> What you have to do: Please answer from the packaging review below: how many boxes of Pig's Nose Scotch are needed to complete the pig illustration?

Love these labels: Sir Kensington Ketchup & Pig’s Nose Whisky

by Emily Miller

I am intrigued by creative packaging and will admit that this is a guilty pleasure that has lead to many purchases. If a company takes the time to create an innovative and alluring design, then the same dedication will be applied to actual product. What’s on the inside is the reason for going back for more, and Trendland seeks to highlight all the products deserving of a second and third helping.

I am no whisky connoisseur, and hesitantly admit that it is not my drink of choice, but after trying Pig’s Nose Scotch I feel a lot better about all of this whisky business I hear so much about. It is the perfect choice for a youthful and fashionably priced drink, that you won’t catch your grandfather drinking in a dark corner. This is a modern whisky for a new generation. A fruity, barley malt, sweet aroma fills your nose, taking a sip tickles your tongue with a creamy gently taste finishing with salty buttered carmel after-notes. Three boxes will complete the pig illustration and make for one awesome party. Cleverly designed packaging with a truly memorable drink inside. This is a whisky I can get use to.

Pig’s Nose Scotch Whisky and more from Frederick Wildman & Sons, LTD.

> Record set:
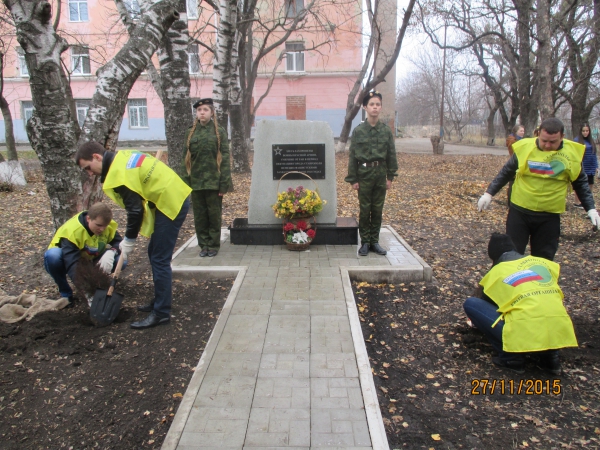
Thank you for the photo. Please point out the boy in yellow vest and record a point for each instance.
(521, 308)
(90, 235)
(542, 170)
(156, 201)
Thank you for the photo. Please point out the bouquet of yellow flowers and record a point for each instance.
(297, 202)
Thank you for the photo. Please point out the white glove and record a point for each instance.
(484, 202)
(594, 217)
(126, 247)
(107, 261)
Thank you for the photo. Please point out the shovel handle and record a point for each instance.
(115, 276)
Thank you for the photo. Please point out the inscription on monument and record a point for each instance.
(306, 158)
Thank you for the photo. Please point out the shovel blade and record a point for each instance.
(105, 308)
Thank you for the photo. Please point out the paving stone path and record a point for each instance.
(286, 365)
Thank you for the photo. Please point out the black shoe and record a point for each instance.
(151, 321)
(550, 363)
(149, 307)
(378, 249)
(515, 365)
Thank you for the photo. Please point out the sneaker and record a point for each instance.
(550, 363)
(515, 365)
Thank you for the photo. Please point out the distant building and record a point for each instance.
(310, 85)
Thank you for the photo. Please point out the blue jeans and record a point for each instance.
(160, 252)
(483, 314)
(55, 266)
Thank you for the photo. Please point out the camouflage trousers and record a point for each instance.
(208, 207)
(371, 197)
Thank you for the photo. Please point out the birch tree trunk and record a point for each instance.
(240, 141)
(544, 59)
(51, 131)
(175, 83)
(11, 148)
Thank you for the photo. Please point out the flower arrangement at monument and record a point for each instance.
(294, 205)
(299, 202)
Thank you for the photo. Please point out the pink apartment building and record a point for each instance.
(308, 85)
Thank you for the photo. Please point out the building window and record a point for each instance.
(138, 114)
(294, 8)
(80, 60)
(192, 9)
(193, 58)
(82, 107)
(133, 8)
(78, 11)
(23, 70)
(27, 110)
(294, 57)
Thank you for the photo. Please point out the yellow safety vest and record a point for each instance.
(153, 180)
(544, 176)
(91, 246)
(531, 303)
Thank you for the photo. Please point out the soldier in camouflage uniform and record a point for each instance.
(208, 174)
(372, 166)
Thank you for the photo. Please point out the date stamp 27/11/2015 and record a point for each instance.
(491, 386)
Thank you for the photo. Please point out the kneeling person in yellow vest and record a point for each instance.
(156, 201)
(521, 310)
(542, 170)
(90, 235)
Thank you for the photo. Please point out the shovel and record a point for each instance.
(107, 303)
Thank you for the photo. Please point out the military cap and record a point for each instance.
(203, 101)
(370, 95)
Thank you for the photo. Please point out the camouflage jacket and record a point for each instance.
(372, 143)
(203, 148)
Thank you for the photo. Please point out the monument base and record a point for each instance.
(343, 232)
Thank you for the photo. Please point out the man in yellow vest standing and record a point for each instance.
(520, 308)
(90, 235)
(542, 168)
(156, 201)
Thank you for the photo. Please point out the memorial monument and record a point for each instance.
(281, 147)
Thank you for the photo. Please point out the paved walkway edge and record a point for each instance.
(367, 385)
(185, 407)
(427, 271)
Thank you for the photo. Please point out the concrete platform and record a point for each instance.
(286, 365)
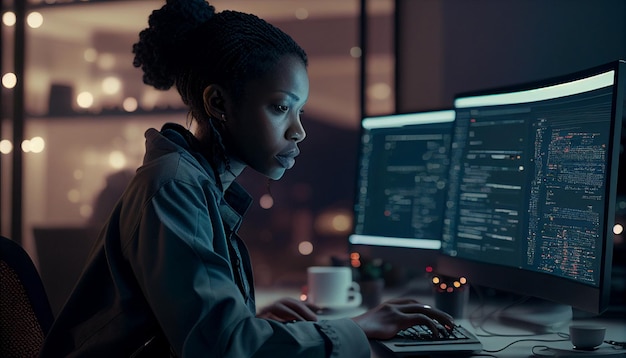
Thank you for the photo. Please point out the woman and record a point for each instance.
(169, 275)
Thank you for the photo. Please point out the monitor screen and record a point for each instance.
(401, 183)
(532, 185)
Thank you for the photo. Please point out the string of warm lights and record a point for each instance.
(448, 284)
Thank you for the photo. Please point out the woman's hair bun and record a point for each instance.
(161, 49)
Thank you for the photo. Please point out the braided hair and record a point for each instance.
(189, 45)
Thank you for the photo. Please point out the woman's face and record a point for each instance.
(264, 128)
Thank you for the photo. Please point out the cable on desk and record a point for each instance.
(490, 315)
(526, 340)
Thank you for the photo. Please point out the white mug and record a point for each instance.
(332, 287)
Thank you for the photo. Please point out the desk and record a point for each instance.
(616, 330)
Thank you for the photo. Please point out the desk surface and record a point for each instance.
(499, 339)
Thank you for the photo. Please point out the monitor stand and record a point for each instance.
(537, 316)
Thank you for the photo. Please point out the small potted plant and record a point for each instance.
(370, 274)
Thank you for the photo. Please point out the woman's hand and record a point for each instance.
(289, 309)
(386, 319)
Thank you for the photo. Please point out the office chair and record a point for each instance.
(25, 313)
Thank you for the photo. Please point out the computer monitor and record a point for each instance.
(401, 187)
(532, 186)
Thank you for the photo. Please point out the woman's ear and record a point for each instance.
(214, 101)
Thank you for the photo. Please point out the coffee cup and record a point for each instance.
(332, 287)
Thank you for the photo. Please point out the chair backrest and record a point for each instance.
(25, 313)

> Result below: Three